[Start of MATERIAL PROVIDED]

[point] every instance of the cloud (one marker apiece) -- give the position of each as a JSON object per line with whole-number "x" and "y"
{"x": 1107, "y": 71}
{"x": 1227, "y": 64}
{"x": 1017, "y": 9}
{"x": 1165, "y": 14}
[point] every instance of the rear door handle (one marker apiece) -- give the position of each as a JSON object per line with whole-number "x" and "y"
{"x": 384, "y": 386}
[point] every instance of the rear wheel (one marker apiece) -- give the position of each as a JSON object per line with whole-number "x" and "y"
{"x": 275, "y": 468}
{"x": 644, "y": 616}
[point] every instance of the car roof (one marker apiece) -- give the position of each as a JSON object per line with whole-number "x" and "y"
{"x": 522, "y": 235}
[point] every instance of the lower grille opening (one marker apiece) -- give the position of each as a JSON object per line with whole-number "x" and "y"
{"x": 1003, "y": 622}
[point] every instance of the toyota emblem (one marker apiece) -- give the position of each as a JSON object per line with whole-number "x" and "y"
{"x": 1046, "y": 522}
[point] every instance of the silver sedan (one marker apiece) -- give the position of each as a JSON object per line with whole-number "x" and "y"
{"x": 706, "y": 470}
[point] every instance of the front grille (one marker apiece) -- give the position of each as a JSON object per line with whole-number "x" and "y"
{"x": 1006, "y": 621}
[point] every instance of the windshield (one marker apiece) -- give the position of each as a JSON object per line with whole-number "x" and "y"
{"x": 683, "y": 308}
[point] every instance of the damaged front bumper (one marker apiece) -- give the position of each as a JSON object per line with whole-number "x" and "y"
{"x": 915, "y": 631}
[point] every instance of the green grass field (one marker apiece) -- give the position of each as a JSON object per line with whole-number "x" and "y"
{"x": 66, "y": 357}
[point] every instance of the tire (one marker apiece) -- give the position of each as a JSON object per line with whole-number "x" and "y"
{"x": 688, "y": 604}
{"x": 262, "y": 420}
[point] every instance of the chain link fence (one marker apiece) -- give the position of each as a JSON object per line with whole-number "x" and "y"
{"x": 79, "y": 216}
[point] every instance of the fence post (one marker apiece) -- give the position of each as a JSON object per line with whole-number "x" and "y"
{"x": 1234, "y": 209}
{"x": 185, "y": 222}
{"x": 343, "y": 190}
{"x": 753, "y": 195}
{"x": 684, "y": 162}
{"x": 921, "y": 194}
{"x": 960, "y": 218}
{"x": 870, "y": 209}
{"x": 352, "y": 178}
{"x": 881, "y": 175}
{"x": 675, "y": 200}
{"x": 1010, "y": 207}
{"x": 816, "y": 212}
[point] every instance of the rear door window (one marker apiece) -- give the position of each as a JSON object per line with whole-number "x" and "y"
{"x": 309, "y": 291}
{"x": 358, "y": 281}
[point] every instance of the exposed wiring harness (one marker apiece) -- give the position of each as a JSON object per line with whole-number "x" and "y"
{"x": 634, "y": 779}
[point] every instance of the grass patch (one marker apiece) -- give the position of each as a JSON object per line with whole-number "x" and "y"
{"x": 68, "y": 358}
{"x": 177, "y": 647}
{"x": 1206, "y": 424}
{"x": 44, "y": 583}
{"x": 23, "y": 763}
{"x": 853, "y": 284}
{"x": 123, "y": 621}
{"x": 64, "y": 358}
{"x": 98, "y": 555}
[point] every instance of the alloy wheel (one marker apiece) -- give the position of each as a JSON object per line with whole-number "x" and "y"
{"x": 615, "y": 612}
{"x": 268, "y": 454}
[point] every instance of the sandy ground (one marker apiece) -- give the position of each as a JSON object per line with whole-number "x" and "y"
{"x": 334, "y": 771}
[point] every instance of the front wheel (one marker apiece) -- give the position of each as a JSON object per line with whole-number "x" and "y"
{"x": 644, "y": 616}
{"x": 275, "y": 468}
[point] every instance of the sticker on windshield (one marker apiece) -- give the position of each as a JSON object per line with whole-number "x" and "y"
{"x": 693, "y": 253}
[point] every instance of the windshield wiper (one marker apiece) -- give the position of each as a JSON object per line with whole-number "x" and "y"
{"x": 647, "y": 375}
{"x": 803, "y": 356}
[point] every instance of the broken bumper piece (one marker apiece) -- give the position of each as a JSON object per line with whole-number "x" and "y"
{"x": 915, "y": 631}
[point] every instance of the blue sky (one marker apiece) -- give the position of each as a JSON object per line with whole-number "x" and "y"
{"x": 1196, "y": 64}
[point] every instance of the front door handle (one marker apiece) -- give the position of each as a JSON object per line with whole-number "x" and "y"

[End of MATERIAL PROVIDED]

■ PROBLEM TO SOLVE
Your task is to print all of the records exactly.

■ RESPONSE TO THIS EXERCISE
[point] every instance of the cloud (one marker apiece) -- give the position of each as a JSON object per line with whole-number "x" and "y"
{"x": 1107, "y": 71}
{"x": 1227, "y": 64}
{"x": 1017, "y": 9}
{"x": 1165, "y": 14}
[point] every instance of the rear door handle (one marker apiece) -- give the position of each as a JSON object per line with whole-number "x" and "y"
{"x": 384, "y": 386}
[point] every instance of the rear wheel (one marker apiece) -- give the position of each as a JSON object per line with whole-number "x" and "y"
{"x": 275, "y": 468}
{"x": 644, "y": 616}
[point] every instance of the car roof (one marker apiece) -- give the position of each as a JSON object per line with whole-number "x" and "y"
{"x": 522, "y": 235}
[point] every instance of the lower grille opening (one marker apiece) -- give the position of each as a JSON object per line with whole-number "x" and "y"
{"x": 1003, "y": 622}
[point] every instance of the toyota emblem (one marker apiece) -- give the position of each as a JSON object per line with whole-number "x" and "y"
{"x": 1046, "y": 522}
[point] every instance of the silver sedan (one marker apiece) -- give the position of each as a JSON object per line with whole-number "x" and "y"
{"x": 706, "y": 470}
[point] every instance of the front grille (one marker apiece) -- give the position of each as a JSON object per line with whole-number "x" and "y"
{"x": 1006, "y": 621}
[point] every instance of the windshield (one marker apiece) -- give the position of each as a JSON object per line with whole-number "x" and "y"
{"x": 683, "y": 308}
[point] every instance of the damaged front bumper (one marker apiece) -- give the position of each as a JSON object per line with whole-number "x" and "y"
{"x": 915, "y": 631}
[point] every instance of the green grass field (one marker apiece) -- give the position of each as a JSON object per line with whole-number "x" and "y"
{"x": 66, "y": 357}
[point] every instance of the tire (one marker apiece) -- give the position of each as a JSON object per line with whole-number "x" and "y"
{"x": 688, "y": 604}
{"x": 262, "y": 420}
[point] every instance of the chain link fence (one marker apiece) -- give the position of each as a JSON object per line with whole-number "x" and "y"
{"x": 79, "y": 216}
[point] every instance of the fence post (one marker apiece) -- give the position of each as a JSON object per line with whole-number "x" and "y"
{"x": 1234, "y": 209}
{"x": 185, "y": 222}
{"x": 343, "y": 190}
{"x": 753, "y": 195}
{"x": 684, "y": 162}
{"x": 921, "y": 194}
{"x": 960, "y": 218}
{"x": 870, "y": 209}
{"x": 352, "y": 178}
{"x": 881, "y": 175}
{"x": 675, "y": 200}
{"x": 1010, "y": 207}
{"x": 816, "y": 212}
[point] every instance of the rear door window (one marker apiece) -- give the position of each as a JSON object per line with whole-number "x" and "y"
{"x": 309, "y": 291}
{"x": 358, "y": 281}
[point] every instance of the exposed wiring harness (one marker apiece) -- give the position of each as a JSON object per line with whole-number "x" and "y"
{"x": 634, "y": 779}
[point] every instance of the grass patch (one marker apiece) -- give the position of each as a JSON object per line with whole-number "x" and "y"
{"x": 68, "y": 358}
{"x": 177, "y": 647}
{"x": 1206, "y": 424}
{"x": 44, "y": 583}
{"x": 23, "y": 763}
{"x": 853, "y": 284}
{"x": 123, "y": 621}
{"x": 64, "y": 358}
{"x": 98, "y": 555}
[point] every instance of the alloy wheel (one marker apiece) -- give the position of each as a JSON object per line with whole-number "x" and "y"
{"x": 615, "y": 612}
{"x": 268, "y": 454}
[point] every instance of the sandy ground (one marker apiece) -- give the position of each as a JSON object per line with whole-number "x" and "y"
{"x": 334, "y": 771}
[point] every instance of the front wheel (one marker apiece) -- give the position of each as a JSON object per line with whole-number "x" and "y"
{"x": 644, "y": 616}
{"x": 275, "y": 468}
[point] every instance of the sticker on windshield (one marker apiece) -- give the position of each as a JSON object per line with whole-number "x" and "y"
{"x": 693, "y": 253}
[point] every instance of the windshield wiper (one marker apiece) -- give the position of each as a JSON object per line with whole-number "x" and "y"
{"x": 647, "y": 375}
{"x": 803, "y": 356}
[point] every instance of the broken bumper piece (one marker apiece) -- give the position of each as a JSON object per line with whole-number "x" and "y"
{"x": 915, "y": 631}
[point] every instance of the blue sky (one marker apiece) -- give the position of each as a JSON object per line with whole-number "x" and "y"
{"x": 1196, "y": 64}
[point] every instance of the front door handle (one marker apiece) -- give the position of each as a JSON object per line with whole-number "x" and "y"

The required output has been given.